+++ Excerpted records

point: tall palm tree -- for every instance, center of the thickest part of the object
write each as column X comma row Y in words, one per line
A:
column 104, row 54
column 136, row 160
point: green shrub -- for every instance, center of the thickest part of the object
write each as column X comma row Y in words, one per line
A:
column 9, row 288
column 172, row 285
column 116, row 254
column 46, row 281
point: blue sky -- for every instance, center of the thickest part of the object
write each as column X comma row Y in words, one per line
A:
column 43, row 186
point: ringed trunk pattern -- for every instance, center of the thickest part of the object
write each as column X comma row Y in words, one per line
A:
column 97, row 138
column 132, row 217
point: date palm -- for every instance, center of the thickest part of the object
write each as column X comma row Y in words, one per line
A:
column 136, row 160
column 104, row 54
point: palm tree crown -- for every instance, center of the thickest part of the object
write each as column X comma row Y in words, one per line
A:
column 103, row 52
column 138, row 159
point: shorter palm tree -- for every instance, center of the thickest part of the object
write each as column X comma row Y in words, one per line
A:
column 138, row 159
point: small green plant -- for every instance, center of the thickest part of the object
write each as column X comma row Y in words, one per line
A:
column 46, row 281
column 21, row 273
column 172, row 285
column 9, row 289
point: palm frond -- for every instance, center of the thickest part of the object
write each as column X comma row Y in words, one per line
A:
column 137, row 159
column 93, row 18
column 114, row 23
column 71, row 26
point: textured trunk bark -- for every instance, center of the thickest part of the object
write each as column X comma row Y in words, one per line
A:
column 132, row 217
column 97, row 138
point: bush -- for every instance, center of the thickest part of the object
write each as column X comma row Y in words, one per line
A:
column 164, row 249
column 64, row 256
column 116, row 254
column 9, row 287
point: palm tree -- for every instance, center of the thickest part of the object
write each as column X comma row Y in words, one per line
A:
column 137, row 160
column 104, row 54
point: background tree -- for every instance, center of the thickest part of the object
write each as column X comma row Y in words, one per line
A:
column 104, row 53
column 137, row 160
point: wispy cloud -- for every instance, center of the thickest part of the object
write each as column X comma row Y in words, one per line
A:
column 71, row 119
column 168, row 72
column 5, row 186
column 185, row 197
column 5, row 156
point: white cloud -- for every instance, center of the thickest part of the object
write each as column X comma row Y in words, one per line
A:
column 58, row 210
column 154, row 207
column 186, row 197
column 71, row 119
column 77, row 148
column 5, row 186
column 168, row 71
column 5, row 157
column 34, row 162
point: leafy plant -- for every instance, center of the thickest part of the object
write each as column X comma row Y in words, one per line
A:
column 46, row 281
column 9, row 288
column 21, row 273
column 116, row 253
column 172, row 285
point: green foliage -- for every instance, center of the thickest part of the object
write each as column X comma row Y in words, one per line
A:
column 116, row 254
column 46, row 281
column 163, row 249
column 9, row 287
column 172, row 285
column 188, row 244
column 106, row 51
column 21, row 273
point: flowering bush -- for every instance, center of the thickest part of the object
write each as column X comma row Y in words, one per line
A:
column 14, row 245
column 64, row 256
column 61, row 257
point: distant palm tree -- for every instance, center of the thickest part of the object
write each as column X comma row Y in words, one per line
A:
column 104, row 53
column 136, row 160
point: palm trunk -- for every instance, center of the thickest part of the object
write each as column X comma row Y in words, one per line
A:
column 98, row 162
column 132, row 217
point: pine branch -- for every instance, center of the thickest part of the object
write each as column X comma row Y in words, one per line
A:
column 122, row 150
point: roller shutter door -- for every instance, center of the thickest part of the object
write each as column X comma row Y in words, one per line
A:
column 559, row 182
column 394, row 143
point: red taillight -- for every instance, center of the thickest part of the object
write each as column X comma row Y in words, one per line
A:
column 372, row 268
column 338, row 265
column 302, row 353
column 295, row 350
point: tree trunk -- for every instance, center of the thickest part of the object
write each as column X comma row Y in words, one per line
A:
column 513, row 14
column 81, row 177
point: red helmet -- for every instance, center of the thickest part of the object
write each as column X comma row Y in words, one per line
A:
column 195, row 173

++++++

Give the records as a two-column CSV with the headers input and output, one row per record, holding its text and its answer. Put each in a single quoted field with line breaks turned into spaces, beginning at the line that contains "point: leafy plant" and stopping after the line that contains "column 295, row 350".

• _Full answer_
input,output
"point: leafy plant -- for every instance, center of the thickest part of the object write each as column X comma row Y in words, one per line A:","column 46, row 281 column 9, row 288 column 21, row 273 column 116, row 253 column 172, row 285"
"point: green foliage -- for every instance, center of the thickest part of the object write each as column X comma row Y in words, one per line A:","column 116, row 254 column 46, row 281 column 163, row 249 column 9, row 287 column 172, row 285 column 188, row 244 column 106, row 51 column 21, row 273"
"point: flowering bush -- for every instance, center of the thickest part of the object write each as column X comma row Y in words, one per line A:","column 14, row 245 column 64, row 256 column 61, row 257"
"point: distant palm tree -- for every instance, center of the thickest part of the object write each as column X comma row Y in words, one per line A:","column 104, row 53 column 136, row 160"
"point: palm trunk -- for every instance, center of the thickest part of the object write each as column X comma row Y in words, one per line A:","column 98, row 162 column 132, row 217"
"point: pine branch -- for every instance, center of the thickest part of the object write each as column X comma row Y in words, one per line A:","column 122, row 150"
"point: roller shutter door -- for every instance, center of the thickest part of the object write each as column X comma row Y in words, one per line A:","column 559, row 182 column 394, row 143"
"point: red taillight -- for every instance, center of the thickest part of the object write each as column X comma row Y in words, one per line A:","column 372, row 268 column 338, row 265 column 302, row 353 column 295, row 350"